▸ Fragmento del texto
=======

Uno de los temas que More trata en su libro es la muerte. Un asunto tan peliagudo y escabroso en nuestros días como el de la eutanasia, es manejado por este hombre ejemplar con una naturalidad y una honestidad tan flagrantes que no estaría de más que todos esos gobernantes y leguleyos que dictaminan lo que está bien y lo que no en el mundo actual, leyeran estas páginas y no nos marearan más con sus reticencias hipócritas y su más que dudoso sentido moral en lo referente a esta cuestión:

A los que padecen algún mal incurable, hácenles compañía, platicando con ellos, y esfuérzanse en aliviar en lo posible su mal. Si éste es absolutamente incurable, y el enfermo experimenta en consecuencia terribles sufrimientos, los sacerdotes y magistrados exhortan al paciente diciéndole que, puesto que ya no puede realizar ninguna cosa de provecho en la vida y es una molestia para los otros y un tormento para sí mismo, ya que no hace más que sobrevivir a su propia muerte, no debe alimentar por más tiempo la peste y la infección, ni soportar el tormento de una vida semejante, y que, por lo tanto, no debe dudar en morir, lleno de esperanza de librarse de una vida acerba cual una cárcel y de un suplicio, o en permitir que otros le libren de ella. Con la muerte sólo pondrá fin no a su felicidad, sino a su propio tormento. Y como es ese el consejo de los sacerdotes, intérpretes de la voluntad de Dios, proceder así será obra piadosa y santa.

=======

Datos extraídos:

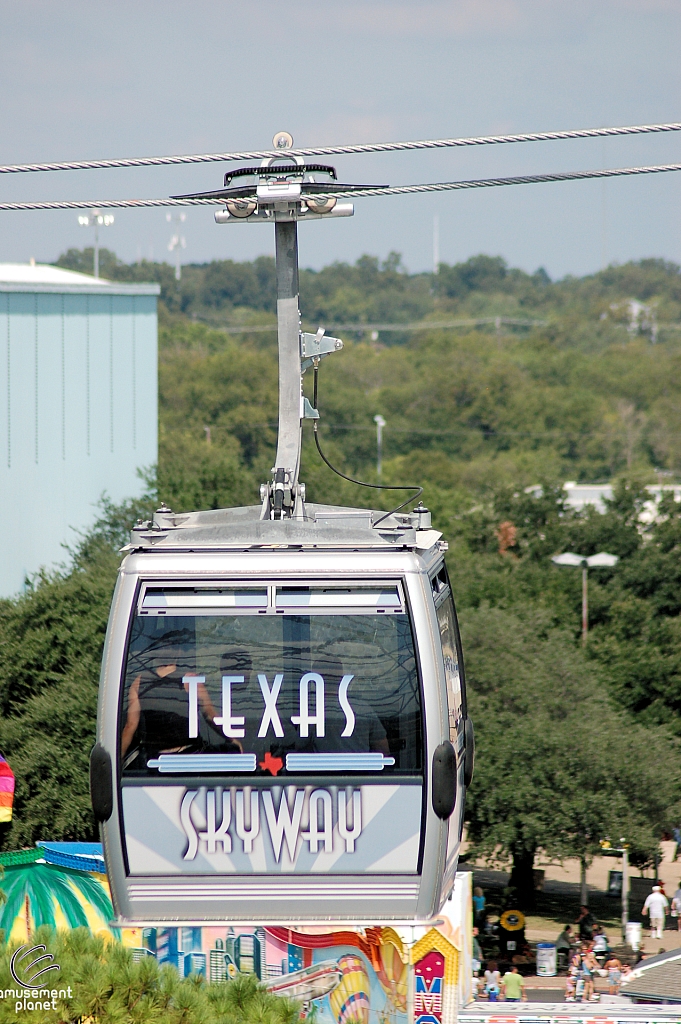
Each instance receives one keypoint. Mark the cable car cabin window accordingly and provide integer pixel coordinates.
(271, 681)
(449, 633)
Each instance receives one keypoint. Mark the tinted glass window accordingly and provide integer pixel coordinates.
(270, 693)
(450, 639)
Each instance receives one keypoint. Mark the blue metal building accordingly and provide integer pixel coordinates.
(78, 407)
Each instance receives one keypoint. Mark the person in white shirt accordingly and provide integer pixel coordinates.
(655, 905)
(676, 906)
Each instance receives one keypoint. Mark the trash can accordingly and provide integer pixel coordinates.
(546, 960)
(633, 934)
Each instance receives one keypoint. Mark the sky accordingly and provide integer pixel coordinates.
(83, 80)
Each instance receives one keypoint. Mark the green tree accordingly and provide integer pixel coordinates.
(557, 767)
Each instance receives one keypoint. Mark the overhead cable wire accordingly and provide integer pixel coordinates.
(333, 151)
(521, 179)
(421, 326)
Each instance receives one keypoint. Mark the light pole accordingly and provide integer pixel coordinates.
(96, 219)
(608, 850)
(602, 559)
(380, 423)
(177, 242)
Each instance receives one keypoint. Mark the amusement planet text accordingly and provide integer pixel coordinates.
(36, 998)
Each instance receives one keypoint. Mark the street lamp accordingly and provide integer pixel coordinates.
(96, 219)
(602, 559)
(607, 850)
(380, 423)
(177, 242)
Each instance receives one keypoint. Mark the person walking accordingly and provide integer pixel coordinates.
(613, 968)
(493, 981)
(513, 986)
(478, 907)
(586, 921)
(676, 906)
(655, 905)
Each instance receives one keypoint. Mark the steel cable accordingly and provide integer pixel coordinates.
(520, 179)
(337, 151)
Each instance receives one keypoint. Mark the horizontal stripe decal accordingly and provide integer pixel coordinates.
(181, 763)
(207, 892)
(337, 762)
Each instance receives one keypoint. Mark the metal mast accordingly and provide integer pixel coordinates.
(286, 194)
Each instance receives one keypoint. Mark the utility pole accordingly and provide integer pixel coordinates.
(96, 219)
(602, 559)
(380, 423)
(625, 888)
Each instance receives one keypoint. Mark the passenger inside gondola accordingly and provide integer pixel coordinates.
(157, 705)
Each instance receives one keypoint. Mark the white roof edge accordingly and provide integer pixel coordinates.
(100, 288)
(47, 278)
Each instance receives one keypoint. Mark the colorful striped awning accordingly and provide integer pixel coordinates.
(6, 791)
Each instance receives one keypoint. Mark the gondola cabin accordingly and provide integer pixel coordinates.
(282, 726)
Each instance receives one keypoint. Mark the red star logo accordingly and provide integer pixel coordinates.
(270, 764)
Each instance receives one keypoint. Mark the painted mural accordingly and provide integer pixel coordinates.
(363, 976)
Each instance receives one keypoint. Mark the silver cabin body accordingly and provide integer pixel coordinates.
(181, 844)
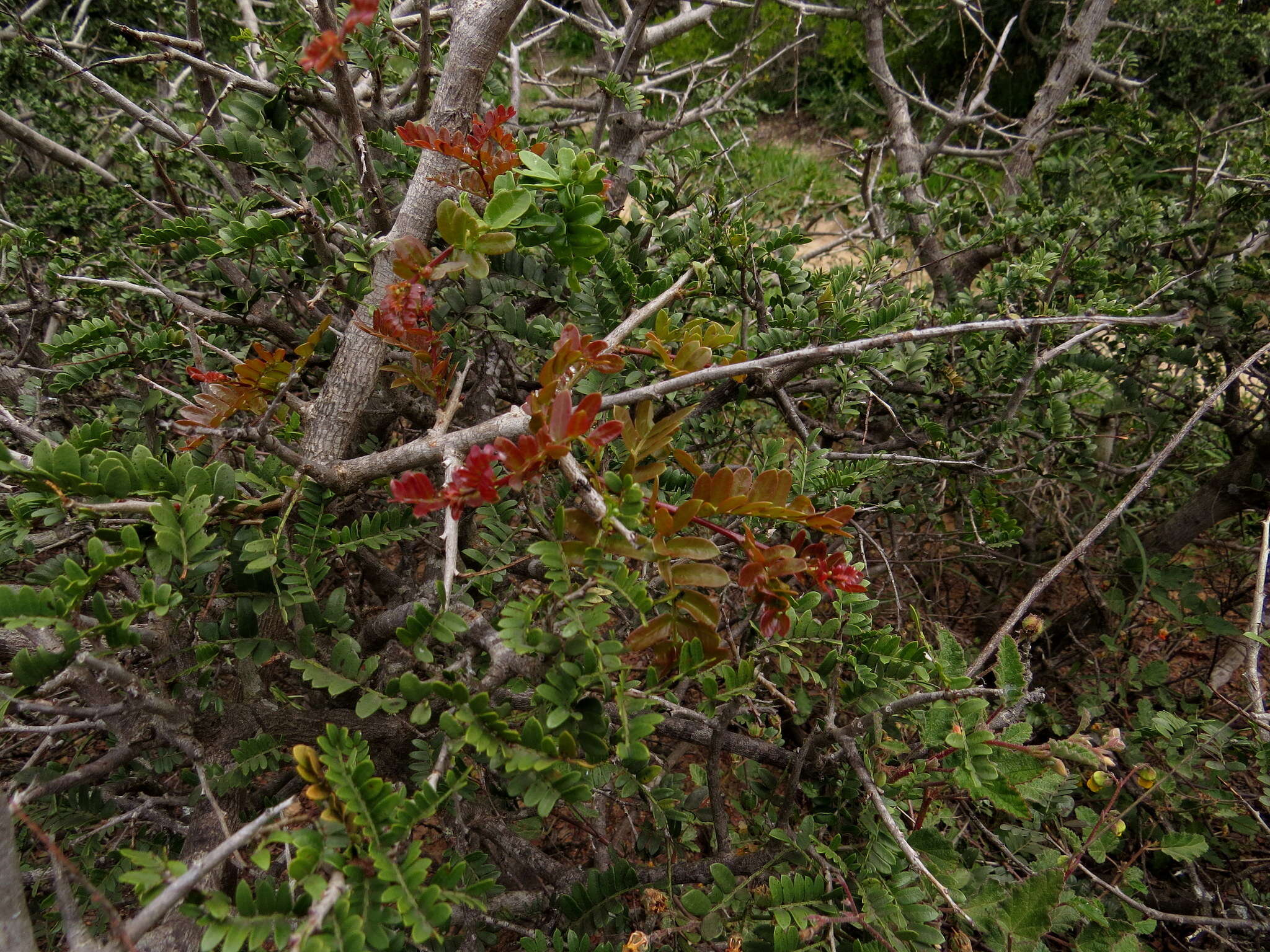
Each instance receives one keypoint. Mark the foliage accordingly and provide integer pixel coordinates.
(686, 658)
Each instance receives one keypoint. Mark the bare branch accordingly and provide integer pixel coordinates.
(153, 913)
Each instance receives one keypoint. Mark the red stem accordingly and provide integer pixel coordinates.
(734, 536)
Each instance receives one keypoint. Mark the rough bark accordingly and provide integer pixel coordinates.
(478, 32)
(1223, 495)
(16, 933)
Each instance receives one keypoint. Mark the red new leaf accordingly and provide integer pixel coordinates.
(415, 489)
(473, 483)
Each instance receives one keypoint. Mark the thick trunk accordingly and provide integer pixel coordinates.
(479, 29)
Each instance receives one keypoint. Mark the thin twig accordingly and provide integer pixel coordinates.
(153, 913)
(1117, 512)
(879, 803)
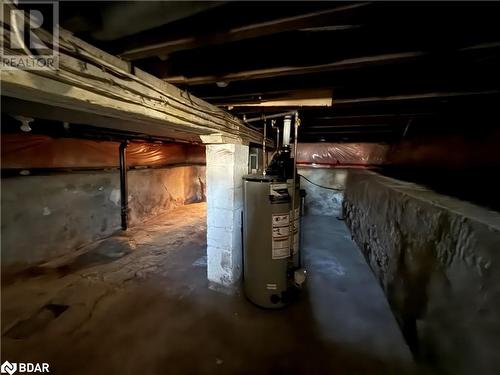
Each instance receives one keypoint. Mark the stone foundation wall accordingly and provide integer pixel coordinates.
(44, 217)
(320, 201)
(437, 259)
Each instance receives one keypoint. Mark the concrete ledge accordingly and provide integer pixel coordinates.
(437, 259)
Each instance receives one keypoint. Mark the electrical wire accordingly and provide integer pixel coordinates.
(321, 186)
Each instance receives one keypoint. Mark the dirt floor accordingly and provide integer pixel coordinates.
(138, 303)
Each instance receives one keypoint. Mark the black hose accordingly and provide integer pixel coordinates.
(321, 186)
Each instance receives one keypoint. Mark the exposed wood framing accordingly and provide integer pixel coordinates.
(98, 84)
(238, 33)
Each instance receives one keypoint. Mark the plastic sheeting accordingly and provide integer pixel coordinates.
(341, 154)
(26, 151)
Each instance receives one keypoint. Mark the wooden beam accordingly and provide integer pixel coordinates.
(395, 98)
(95, 83)
(281, 71)
(238, 33)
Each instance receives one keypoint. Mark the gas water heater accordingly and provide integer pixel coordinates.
(272, 271)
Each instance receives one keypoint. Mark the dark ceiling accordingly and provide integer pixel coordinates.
(393, 69)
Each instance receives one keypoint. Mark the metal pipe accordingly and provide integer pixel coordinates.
(287, 124)
(270, 116)
(123, 185)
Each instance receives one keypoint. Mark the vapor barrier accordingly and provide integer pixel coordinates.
(25, 151)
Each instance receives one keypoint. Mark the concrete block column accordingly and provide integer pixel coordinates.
(226, 165)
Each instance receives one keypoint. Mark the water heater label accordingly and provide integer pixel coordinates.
(281, 220)
(281, 248)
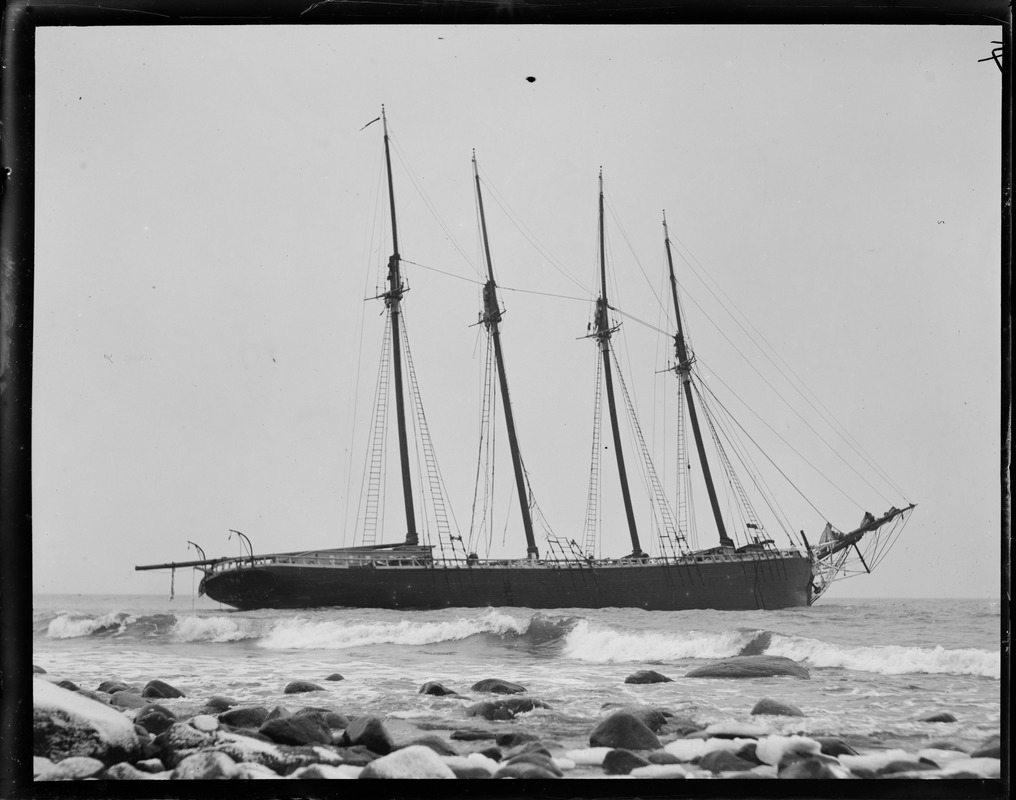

=======

▸ Desafíos
A. Indica si cada afirmación concuerda con el texto sobre More y la eutanasia, respondiendo sí o no y citando literalmente las palabras del texto que lo deciden: (i) A quienes padecen un mal incurable se les hace compañía. (ii) Quienes exhortan al enfermo a morir son los médicos. (iii) Con la muerte, el enfermo pone fin a su felicidad.
B. Prolonga el texto sobre More y la eutanasia a partir de su última oración.

▸ Respuestas por tarea
A.
(i) Sí: "A los que padecen algún mal incurable, hácenles compañía, platicando con ellos".
(ii) No: "los sacerdotes y magistrados exhortan al paciente".
(iii) No: "Con la muerte sólo pondrá fin no a su felicidad, sino a su propio tormento."

B.
Los que son persuadidos se dejan morir voluntariamente de inanición o se les libra de la vida durante el sueño sin que se den cuenta de ello. Este fin no se impone a nadie, y no dejan de prestarse los mayores cuidados a los que rehusan hacerlo. Mas honran a los que así abandonan la vida.

Así se hacen las cosas en Utopía. La primera vez que leí estas palabras, tuve que releerlas de nuevo, como a menudo me sucede con los autores clásicos, incrédula ante lo que me pareció planteado con tan atinadísima coherencia, ¡y tan actual! Y llegué a la conclusión de que a los mandatarios de nuestros días, que no dudan en sembrar la muerte, bombardeando países enteros cuando les parece, o en acoger y prodigar toda suerte de privilegios a los más sangrientos dictadores y quedarse tan panchos, les importa un comino la honra y la dignidad de sus conciudadanos. Pues si no, es imposible entender cómo pueden mostrarse tan remilgados a la hora de permitir que alguien que desea morir, por no poder vivir ya en condiciones, pueda hacerlo dignamente y en paz; y mostrarse tan tolerantes, en cambio, con la muerte de millones de seres humanos por motivos más que evitables si el mundo estuviera gobernado con honradez. La muerte tenía un precio. Y lo sigue teniendo.

En ese mundo de muerte, nos vemos obligados a pasar nuestra vida, despojados de principios, parapetados tras unos divertimentos vacuos cuya principal misión consiste en alejarnos de la vida de la muerte, e instalarnos en una muerte en vida.

Al fin y al cabo, si un hombre está vivo siempre existe el peligro de que pueda morir, aunque debe concederse que en proporción es menor si, para empezar, se trata ya de un muerto en vida.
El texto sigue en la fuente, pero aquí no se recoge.